[[ Provided data open ]]

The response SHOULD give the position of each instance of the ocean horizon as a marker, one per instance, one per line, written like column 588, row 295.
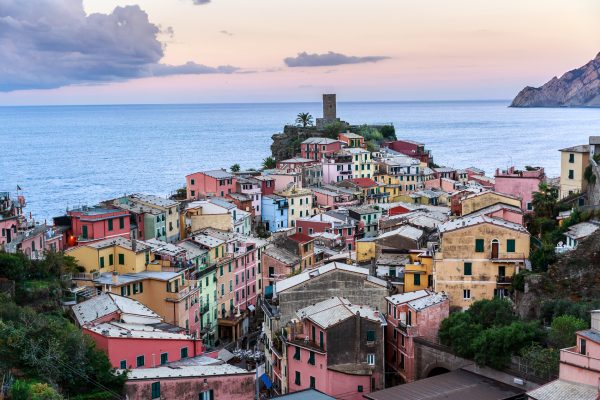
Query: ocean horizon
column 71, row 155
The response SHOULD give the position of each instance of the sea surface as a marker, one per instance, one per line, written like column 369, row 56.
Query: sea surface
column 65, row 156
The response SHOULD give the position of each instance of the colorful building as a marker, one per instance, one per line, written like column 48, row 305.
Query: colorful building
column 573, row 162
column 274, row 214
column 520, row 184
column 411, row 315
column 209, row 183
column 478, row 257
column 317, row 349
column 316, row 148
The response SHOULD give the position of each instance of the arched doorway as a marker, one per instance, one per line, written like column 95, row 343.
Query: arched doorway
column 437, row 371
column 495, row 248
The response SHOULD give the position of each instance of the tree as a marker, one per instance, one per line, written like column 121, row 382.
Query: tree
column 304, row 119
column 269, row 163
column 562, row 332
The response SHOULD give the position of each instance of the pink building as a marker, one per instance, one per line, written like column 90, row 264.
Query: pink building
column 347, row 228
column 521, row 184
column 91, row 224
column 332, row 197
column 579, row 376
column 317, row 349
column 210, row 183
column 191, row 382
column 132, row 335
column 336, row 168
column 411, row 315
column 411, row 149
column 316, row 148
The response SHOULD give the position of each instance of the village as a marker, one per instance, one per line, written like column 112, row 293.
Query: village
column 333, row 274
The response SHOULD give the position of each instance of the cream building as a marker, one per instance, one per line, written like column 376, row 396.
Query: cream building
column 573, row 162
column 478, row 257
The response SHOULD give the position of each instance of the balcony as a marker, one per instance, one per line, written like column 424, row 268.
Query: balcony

[[ Provided data closed ]]

To do: Without carrying over any picture, write out the entries above once more, exactly.

Exercise result:
The response SHOULD give the position of each instance of the ocean horizon as a marker, one per instance, one per line, written like column 588, row 295.
Query: ocean horizon
column 71, row 155
The response SHOULD give the position of each instance of the sea surface as a marker, one per instance, one per line, written like column 369, row 56.
Query: sea surface
column 65, row 156
The response SHOULD give the position of each instance of the colorful building as a marker, one per instance, one per line, written like column 48, row 305.
Query: colorful building
column 573, row 162
column 274, row 214
column 520, row 184
column 411, row 315
column 209, row 183
column 478, row 257
column 317, row 349
column 316, row 148
The response SHOULD give the position of each instance of the arched doorway as a marker, one per instance, one per line, written like column 95, row 343.
Query: arched doorway
column 437, row 371
column 495, row 248
The response SHOULD give the position of each instance of the tree as a marker, one per instance, one per line, written like column 121, row 382.
Query: tree
column 304, row 119
column 269, row 163
column 562, row 332
The response SHOULD give the position of each instance of the pink building as a marker, one per instance, one per line, written like column 90, row 264.
Query: pink building
column 347, row 228
column 521, row 184
column 91, row 224
column 332, row 197
column 579, row 376
column 317, row 349
column 210, row 183
column 191, row 382
column 132, row 335
column 336, row 168
column 411, row 315
column 411, row 149
column 316, row 148
The response SHOULD give the position of each instance of the village as a marker, one per instance, one per line, written like column 112, row 293.
Query: village
column 333, row 274
The response SHOULD give the position of each instance of the cream building as a marker, one per instance, one per line, written like column 376, row 396.
Query: cream building
column 573, row 162
column 478, row 257
The response SHOULD give the position of each instance of the balcony as a marker, one per instance, one per line, written like column 424, row 268.
Query: balcony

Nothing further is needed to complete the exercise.